> CHALLENGE 1: Report each line of the records that contains the string "parasol". Treat uppercase and lowercase letters as different.

> EXCERPT:

• • • • •

Whole Strategy: Step 1: let $\pi :T_1+T_2\to T_1\vee T_2$ be the quotient map; Step 2: take any open subset, $U\subseteq T$, set the goal of seeing that $(f_1\vee f_2{)}^{-1}(U)\subseteq T_1\vee T_2$ is open; Step 3: see that ${\pi }^{-1}((f_1\vee f_2{)}^{-1}(U))={f_1}^{-1}(U)\cup {f_2}^{-1}(U)$; Step 4: see that $(f_1\vee f_2{)}^{-1}(U)\subseteq T_1\vee T_2$ is open.

Step 1:

$\pi :T_1+T_2\to T_1\vee T_2$ is the quotient map, where $T_1+T_2$ is the topological sum.

• • • • •

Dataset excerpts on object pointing

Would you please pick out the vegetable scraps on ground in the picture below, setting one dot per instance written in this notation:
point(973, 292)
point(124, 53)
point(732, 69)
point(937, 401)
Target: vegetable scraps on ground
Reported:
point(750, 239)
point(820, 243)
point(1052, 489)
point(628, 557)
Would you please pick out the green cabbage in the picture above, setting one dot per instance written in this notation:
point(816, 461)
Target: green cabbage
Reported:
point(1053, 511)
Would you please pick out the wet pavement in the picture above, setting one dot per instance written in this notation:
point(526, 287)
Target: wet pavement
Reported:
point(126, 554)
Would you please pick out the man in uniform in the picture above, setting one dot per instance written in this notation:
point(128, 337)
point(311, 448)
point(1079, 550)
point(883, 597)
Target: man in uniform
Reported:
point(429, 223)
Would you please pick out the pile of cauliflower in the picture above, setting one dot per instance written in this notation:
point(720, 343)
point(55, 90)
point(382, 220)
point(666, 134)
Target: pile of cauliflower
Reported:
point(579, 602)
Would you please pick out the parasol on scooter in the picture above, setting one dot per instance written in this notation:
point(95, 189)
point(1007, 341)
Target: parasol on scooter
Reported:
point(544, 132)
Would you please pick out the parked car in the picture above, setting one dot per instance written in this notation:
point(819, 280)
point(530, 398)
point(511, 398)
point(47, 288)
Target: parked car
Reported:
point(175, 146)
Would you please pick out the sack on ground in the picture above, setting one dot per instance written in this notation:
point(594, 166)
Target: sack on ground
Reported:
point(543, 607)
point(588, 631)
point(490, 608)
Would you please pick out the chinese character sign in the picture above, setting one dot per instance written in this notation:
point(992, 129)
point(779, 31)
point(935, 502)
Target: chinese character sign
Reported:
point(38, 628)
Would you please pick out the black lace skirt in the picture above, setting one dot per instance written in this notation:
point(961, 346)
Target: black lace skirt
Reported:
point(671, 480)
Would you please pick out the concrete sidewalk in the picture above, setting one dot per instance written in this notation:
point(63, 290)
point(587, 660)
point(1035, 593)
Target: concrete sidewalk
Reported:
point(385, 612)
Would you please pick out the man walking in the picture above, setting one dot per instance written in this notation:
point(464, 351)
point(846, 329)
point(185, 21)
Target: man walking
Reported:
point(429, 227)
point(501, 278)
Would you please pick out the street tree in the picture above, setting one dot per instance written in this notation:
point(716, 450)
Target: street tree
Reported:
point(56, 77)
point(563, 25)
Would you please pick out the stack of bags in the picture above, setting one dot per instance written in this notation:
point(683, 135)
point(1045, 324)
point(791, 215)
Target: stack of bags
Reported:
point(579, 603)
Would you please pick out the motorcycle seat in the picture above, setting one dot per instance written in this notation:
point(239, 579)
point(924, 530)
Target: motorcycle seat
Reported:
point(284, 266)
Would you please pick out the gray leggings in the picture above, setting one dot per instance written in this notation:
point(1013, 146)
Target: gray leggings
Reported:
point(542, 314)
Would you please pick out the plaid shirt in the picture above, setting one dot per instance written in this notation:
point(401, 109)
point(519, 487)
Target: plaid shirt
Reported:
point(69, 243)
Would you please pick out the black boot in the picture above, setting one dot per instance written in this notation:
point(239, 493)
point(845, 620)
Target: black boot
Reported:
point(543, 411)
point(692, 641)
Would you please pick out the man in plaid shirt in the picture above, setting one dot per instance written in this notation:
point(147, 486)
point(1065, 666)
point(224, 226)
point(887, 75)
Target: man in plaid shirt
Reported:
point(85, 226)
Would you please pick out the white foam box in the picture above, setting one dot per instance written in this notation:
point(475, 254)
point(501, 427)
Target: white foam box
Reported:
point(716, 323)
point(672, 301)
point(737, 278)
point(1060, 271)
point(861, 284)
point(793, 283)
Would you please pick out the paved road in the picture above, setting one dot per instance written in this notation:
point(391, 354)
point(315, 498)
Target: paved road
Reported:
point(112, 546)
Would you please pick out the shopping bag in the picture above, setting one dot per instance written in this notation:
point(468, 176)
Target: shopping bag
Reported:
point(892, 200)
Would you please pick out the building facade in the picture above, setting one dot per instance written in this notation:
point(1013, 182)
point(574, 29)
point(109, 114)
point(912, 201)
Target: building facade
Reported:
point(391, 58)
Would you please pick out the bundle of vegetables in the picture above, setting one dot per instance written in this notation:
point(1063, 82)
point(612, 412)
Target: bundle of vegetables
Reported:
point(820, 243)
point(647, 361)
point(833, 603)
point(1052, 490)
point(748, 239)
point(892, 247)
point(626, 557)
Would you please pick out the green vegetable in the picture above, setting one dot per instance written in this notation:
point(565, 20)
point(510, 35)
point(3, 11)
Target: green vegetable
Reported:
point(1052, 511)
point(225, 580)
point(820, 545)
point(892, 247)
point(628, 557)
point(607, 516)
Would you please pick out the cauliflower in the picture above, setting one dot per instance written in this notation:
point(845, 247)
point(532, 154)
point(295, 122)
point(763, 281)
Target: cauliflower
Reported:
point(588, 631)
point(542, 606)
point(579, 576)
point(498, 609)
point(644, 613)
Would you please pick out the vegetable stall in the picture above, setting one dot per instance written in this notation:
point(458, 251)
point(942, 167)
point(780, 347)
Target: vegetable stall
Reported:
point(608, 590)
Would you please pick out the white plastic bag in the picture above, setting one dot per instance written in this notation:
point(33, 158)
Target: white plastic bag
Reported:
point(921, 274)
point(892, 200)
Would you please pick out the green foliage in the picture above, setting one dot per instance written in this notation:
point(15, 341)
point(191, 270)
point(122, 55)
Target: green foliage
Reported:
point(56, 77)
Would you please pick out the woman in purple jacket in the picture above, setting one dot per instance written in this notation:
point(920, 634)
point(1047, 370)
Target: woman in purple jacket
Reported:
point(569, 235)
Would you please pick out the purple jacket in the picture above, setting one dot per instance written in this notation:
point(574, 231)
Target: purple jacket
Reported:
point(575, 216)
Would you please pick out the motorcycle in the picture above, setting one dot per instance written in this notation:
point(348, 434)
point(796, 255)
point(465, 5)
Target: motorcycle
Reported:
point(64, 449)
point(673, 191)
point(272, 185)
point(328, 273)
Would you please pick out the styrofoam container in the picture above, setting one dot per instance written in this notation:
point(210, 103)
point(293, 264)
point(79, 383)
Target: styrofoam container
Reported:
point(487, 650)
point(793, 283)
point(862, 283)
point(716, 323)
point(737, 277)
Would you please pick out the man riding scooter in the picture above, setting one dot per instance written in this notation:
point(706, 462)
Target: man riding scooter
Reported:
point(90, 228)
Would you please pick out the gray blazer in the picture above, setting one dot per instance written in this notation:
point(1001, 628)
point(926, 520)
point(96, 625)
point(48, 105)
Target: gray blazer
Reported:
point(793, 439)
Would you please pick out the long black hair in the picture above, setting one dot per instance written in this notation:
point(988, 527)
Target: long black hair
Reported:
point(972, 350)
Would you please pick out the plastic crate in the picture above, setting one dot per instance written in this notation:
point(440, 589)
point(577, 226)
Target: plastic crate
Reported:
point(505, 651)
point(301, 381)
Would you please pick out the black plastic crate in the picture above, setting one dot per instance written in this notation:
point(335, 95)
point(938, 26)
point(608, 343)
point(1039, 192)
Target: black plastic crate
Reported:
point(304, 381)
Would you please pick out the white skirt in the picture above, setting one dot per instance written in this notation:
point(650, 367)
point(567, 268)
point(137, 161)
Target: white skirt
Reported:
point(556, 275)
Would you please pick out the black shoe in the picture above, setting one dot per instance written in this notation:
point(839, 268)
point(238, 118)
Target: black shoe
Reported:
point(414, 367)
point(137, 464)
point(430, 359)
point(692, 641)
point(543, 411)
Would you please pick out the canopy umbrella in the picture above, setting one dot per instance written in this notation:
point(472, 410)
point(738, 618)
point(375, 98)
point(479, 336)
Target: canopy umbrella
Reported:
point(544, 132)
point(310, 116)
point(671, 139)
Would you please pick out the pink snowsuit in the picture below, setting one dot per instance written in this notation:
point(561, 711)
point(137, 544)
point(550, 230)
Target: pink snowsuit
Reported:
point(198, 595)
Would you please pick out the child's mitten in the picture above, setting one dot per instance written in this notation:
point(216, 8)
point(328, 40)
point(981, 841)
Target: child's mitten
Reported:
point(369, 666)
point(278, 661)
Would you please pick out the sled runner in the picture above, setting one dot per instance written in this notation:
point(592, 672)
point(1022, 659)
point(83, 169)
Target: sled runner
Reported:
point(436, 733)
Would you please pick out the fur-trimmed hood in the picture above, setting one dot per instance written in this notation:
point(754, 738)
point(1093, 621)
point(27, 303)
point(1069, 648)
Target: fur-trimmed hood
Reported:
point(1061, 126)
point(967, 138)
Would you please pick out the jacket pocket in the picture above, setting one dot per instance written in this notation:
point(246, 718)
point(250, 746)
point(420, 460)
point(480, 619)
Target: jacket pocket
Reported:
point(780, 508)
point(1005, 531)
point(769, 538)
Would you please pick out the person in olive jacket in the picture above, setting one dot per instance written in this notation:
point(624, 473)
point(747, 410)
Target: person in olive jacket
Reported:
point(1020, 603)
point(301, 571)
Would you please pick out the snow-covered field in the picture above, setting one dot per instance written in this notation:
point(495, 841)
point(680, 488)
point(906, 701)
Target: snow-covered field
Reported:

• • • • •

> CHALLENGE 2: According to the proof strategy, what is $T_1+T_2$?

> TASK RESULT 1:
Would you please pick out the parasol on scooter in the picture above, setting one dot per instance written in this notation:
Target: parasol on scooter

> TASK RESULT 2: The topological sum.